## What the task asks
Every record, down to the last line, must be given again exactly.

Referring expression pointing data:

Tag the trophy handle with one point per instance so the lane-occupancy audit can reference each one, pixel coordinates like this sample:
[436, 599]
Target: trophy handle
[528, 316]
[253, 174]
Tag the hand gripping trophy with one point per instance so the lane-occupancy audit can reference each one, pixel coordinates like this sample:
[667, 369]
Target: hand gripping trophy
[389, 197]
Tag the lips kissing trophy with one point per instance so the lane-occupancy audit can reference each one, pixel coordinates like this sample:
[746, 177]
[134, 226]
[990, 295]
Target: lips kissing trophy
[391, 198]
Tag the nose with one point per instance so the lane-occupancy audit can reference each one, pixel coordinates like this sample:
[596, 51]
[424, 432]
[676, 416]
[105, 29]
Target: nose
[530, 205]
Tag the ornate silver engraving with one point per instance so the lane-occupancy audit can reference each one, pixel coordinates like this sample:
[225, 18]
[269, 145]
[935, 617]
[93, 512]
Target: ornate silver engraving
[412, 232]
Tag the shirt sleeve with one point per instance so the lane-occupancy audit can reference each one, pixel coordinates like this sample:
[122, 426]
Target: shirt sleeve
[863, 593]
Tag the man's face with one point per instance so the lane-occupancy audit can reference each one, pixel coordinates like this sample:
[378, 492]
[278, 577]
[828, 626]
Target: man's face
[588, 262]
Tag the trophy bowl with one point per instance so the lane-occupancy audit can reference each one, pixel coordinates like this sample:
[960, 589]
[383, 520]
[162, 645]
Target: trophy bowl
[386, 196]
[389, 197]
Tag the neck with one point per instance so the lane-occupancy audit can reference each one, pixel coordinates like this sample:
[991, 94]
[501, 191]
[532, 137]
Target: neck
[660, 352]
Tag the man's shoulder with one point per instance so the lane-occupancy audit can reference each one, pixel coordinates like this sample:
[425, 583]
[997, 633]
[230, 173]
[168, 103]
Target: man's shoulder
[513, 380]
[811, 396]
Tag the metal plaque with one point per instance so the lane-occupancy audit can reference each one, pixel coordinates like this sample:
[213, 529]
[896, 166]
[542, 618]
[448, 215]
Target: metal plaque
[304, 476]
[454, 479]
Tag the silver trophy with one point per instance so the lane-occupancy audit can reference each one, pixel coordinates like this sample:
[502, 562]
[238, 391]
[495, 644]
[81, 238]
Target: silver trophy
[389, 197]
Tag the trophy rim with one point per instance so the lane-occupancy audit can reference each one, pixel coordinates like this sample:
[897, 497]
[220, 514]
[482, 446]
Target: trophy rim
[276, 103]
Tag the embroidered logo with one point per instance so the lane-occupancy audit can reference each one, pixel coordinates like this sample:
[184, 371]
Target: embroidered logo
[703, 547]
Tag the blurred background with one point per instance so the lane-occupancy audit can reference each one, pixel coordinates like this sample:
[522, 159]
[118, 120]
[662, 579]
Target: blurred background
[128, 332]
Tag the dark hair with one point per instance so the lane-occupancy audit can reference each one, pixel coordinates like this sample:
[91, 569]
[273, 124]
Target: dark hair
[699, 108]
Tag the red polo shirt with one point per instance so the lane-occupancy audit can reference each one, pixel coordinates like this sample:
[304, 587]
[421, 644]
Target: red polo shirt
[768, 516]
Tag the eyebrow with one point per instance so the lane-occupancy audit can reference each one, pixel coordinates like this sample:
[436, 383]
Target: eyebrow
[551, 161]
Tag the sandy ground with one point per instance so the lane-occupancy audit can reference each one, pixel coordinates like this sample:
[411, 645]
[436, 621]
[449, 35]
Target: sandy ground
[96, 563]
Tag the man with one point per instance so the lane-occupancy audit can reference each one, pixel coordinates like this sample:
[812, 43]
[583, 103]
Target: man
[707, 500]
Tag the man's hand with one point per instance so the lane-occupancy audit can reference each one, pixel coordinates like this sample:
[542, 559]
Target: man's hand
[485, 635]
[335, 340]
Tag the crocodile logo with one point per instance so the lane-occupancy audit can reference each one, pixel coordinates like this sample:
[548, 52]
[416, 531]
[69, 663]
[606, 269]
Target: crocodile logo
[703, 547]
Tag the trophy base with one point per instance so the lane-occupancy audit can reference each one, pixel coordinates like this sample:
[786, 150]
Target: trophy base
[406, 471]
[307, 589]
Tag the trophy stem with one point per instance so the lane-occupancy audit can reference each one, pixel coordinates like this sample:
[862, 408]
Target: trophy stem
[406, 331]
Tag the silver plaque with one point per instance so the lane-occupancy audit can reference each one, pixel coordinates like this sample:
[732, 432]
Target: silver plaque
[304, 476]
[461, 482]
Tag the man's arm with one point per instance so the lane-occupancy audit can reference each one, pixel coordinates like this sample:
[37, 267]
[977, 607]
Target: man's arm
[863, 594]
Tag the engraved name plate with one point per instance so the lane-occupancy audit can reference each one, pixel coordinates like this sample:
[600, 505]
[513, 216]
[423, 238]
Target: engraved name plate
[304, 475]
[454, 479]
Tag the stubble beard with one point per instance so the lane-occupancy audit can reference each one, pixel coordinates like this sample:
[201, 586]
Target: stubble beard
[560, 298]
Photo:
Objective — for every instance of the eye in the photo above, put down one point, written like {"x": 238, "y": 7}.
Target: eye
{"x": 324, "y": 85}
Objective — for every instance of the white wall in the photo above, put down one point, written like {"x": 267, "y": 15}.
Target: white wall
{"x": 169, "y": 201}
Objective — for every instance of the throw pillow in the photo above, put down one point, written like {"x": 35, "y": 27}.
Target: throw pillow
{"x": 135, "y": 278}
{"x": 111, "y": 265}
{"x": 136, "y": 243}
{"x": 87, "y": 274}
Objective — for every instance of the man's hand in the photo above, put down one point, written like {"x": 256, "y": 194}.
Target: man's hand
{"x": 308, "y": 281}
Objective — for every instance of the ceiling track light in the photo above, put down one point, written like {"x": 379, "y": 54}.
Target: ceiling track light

## Answer below
Tag the trophy handle with one point per instance so the lane-occupancy audit can reference each one, pixel coordinates like this sample:
[436, 599]
Target: trophy handle
[528, 316]
[253, 174]
Tag the hand gripping trophy with one point per instance so the lane-occupancy audit can reference each one, pixel coordinates like this sample:
[667, 369]
Target: hand gripping trophy
[389, 197]
Tag the lips kissing trophy with one point per instance so the lane-occupancy audit can reference each one, pixel coordinates like this sample:
[746, 177]
[134, 226]
[990, 295]
Target: lips kissing trophy
[391, 198]
Tag the nose with one point per instance so the lane-occupancy audit can reference each one, pixel coordinates like this sample:
[596, 51]
[424, 432]
[676, 416]
[105, 29]
Target: nose
[530, 205]
Tag the ornate silver engraving with one point per instance so the lane-occupancy audit can reference each one, pixel coordinates like this sample:
[225, 18]
[269, 145]
[935, 617]
[93, 512]
Target: ornate silver engraving
[412, 232]
Tag the shirt sleeve with one point per instance so the lane-occupancy audit can reference each one, pixel coordinates like this sample:
[122, 426]
Target: shirt sleeve
[863, 593]
Tag the man's face with one point per instance so the lane-occupancy audit can reference each one, pixel coordinates like this sample:
[378, 492]
[278, 577]
[828, 626]
Target: man's face
[588, 262]
Tag the trophy bowl with one point per instance so the lane-occupancy audit can reference each one, pixel coordinates like this sample:
[960, 589]
[383, 520]
[162, 645]
Target: trophy bowl
[386, 196]
[389, 197]
Tag the neck with one point per instance so the lane-occupancy audit can reference each one, pixel coordinates like this sample:
[991, 94]
[501, 191]
[532, 137]
Target: neck
[660, 352]
Tag the man's shoulder with one point per instance so the lane-occupancy audit can reference each one, pixel coordinates like this sample:
[425, 583]
[997, 633]
[230, 173]
[168, 103]
Target: man's shoulder
[513, 380]
[811, 396]
Tag the metal plaque with one point per instance so the lane-occupancy audit can reference each one, pixel coordinates like this sample:
[213, 529]
[896, 166]
[542, 618]
[448, 215]
Target: metal plaque
[304, 476]
[454, 479]
Tag the silver trophy with one point per instance so the lane-occupancy audit can reference each one, pixel coordinates like this sample:
[502, 562]
[238, 391]
[495, 644]
[81, 238]
Target: silver trophy
[389, 197]
Tag the trophy rim with one point per instance so the lane-occupancy audit can reference each one, pixel coordinates like this sample:
[897, 497]
[220, 514]
[482, 446]
Target: trophy rim
[276, 103]
Tag the embroidered logo with one point per instance so the lane-occupancy audit can reference each one, pixel coordinates like this sample:
[184, 371]
Target: embroidered logo
[703, 547]
Tag the blurred background with one point per instance so the lane-occupancy audit can reference each one, pixel coordinates like this sample:
[522, 159]
[118, 120]
[662, 579]
Target: blurred background
[128, 332]
Tag the dark hair with one point per instance so the lane-occupancy audit can reference each one, pixel coordinates like this sample:
[91, 569]
[273, 124]
Target: dark hair
[699, 108]
Tag the red polo shirt with one point per instance so the lane-occupancy audit can reference each one, pixel coordinates like this sample:
[304, 587]
[421, 644]
Target: red polo shirt
[768, 516]
Tag the eyebrow with one point per instance so the lane-occupancy audit can reference each one, pixel coordinates like this sample:
[436, 383]
Target: eyebrow
[551, 161]
Tag the sandy ground with one point per instance so the lane-occupancy audit can reference each one, pixel coordinates like this sample:
[411, 645]
[436, 621]
[449, 35]
Target: sandy ground
[96, 563]
Tag the man with one point per instance so the lane-occupancy audit can reference each one, pixel coordinates like this sample:
[812, 43]
[583, 103]
Target: man
[707, 500]
Tag the man's hand with one point per instance so the lane-occupancy audit can reference each one, pixel coordinates like this sample:
[542, 559]
Target: man's hand
[485, 635]
[335, 340]
Tag the crocodile logo with one point per instance so the lane-occupancy audit can reference each one, pixel coordinates like this sample:
[548, 52]
[416, 531]
[69, 663]
[606, 269]
Target: crocodile logo
[703, 547]
Tag the trophy base with one point per instance so the lane-occupancy audit can reference each one, pixel coordinates like this sample:
[786, 150]
Target: trophy base
[406, 471]
[307, 589]
Tag the trophy stem with one point per instance so the lane-occupancy audit can reference each one, pixel coordinates like this sample:
[862, 408]
Target: trophy stem
[406, 331]
Tag the silver plaque with one point per instance so the lane-occupancy audit can reference each one, pixel coordinates like this sample:
[732, 432]
Target: silver plaque
[304, 476]
[461, 482]
Tag the man's arm with one point per instance so the lane-occupancy audit can reference each one, pixel coordinates like this sample:
[37, 267]
[977, 607]
Target: man's arm
[863, 594]
Tag the engraved name plate with one point per instance so the lane-occupancy audit can reference each one, pixel coordinates like this sample:
[600, 505]
[513, 216]
[423, 238]
Target: engraved name plate
[304, 475]
[454, 479]
Tag the stubble beard with one point per instance so the lane-occupancy audit can reference each one, pixel coordinates like this sample:
[201, 586]
Target: stubble beard
[560, 298]
Photo:
Objective — for every instance of the eye in the photo above, put down one point, written like {"x": 238, "y": 7}.
Target: eye
{"x": 324, "y": 85}
Objective — for every instance of the white wall in the photo above, put down one point, written like {"x": 267, "y": 15}.
Target: white wall
{"x": 169, "y": 201}
Objective — for every instance of the throw pillow in the photo above, put down one point, written like {"x": 35, "y": 27}.
Target: throw pillow
{"x": 135, "y": 278}
{"x": 111, "y": 265}
{"x": 136, "y": 243}
{"x": 87, "y": 274}
Objective — for every instance of the man's hand in the photo above, put down one point, written like {"x": 256, "y": 194}.
Target: man's hand
{"x": 308, "y": 281}
Objective — for every instance of the ceiling track light in the photo above, put down one point, written like {"x": 379, "y": 54}.
Target: ceiling track light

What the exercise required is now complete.